### Record excerpts
========

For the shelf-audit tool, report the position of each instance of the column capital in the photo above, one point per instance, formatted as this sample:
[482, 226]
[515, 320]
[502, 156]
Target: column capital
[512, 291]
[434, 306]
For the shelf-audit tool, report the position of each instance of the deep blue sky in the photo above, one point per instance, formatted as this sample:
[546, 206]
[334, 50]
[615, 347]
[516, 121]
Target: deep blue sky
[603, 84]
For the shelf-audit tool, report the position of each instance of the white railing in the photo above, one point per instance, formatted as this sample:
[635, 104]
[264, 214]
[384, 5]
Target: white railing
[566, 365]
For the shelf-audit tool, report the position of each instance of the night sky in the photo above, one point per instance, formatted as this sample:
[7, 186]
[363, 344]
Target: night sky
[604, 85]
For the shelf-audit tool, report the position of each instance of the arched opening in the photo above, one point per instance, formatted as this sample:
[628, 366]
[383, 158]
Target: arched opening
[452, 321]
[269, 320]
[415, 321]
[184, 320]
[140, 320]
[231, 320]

========

### Problem statement
Please put each line of the listing above into a Markdown table with the columns Row and Line, numbering the rows and leaving out any blank lines.

### Complete response
| Row | Line |
|---|---|
| 1 | For the shelf-audit tool, report the position of each instance of the column capital in the photo above, one point per instance, formatted as this sample: |
| 2 | [482, 226] |
| 3 | [515, 320] |
| 4 | [502, 156] |
| 5 | Target: column capital |
| 6 | [512, 291] |
| 7 | [434, 306] |
| 8 | For the shelf-audit tool, report the position of each instance of the deep blue sky in the photo above, one point per instance, formatted as this sample: |
| 9 | [546, 206] |
| 10 | [334, 50] |
| 11 | [615, 347] |
| 12 | [516, 121] |
| 13 | Target: deep blue sky |
| 14 | [603, 84] |
| 15 | For the shelf-audit tool, report the position of each instance of the white railing in the photo above, one point per instance, formatted as this sample: |
| 16 | [635, 104] |
| 17 | [264, 214] |
| 18 | [384, 5] |
| 19 | Target: white railing |
| 20 | [566, 365] |
| 21 | For the shelf-audit tool, report the position of each instance of the night sky in the photo above, one point per instance, formatted as this sample: |
| 22 | [7, 186] |
| 23 | [363, 344] |
| 24 | Target: night sky |
| 25 | [604, 85] |
| 26 | For the shelf-audit tool, report the position of each instance of the arched opening in the photo above, one point per instance, formatted as this sample: |
| 27 | [628, 366] |
| 28 | [383, 158] |
| 29 | Target: arched opening |
| 30 | [452, 321] |
| 31 | [269, 320] |
| 32 | [415, 321] |
| 33 | [184, 320] |
| 34 | [140, 320] |
| 35 | [231, 320] |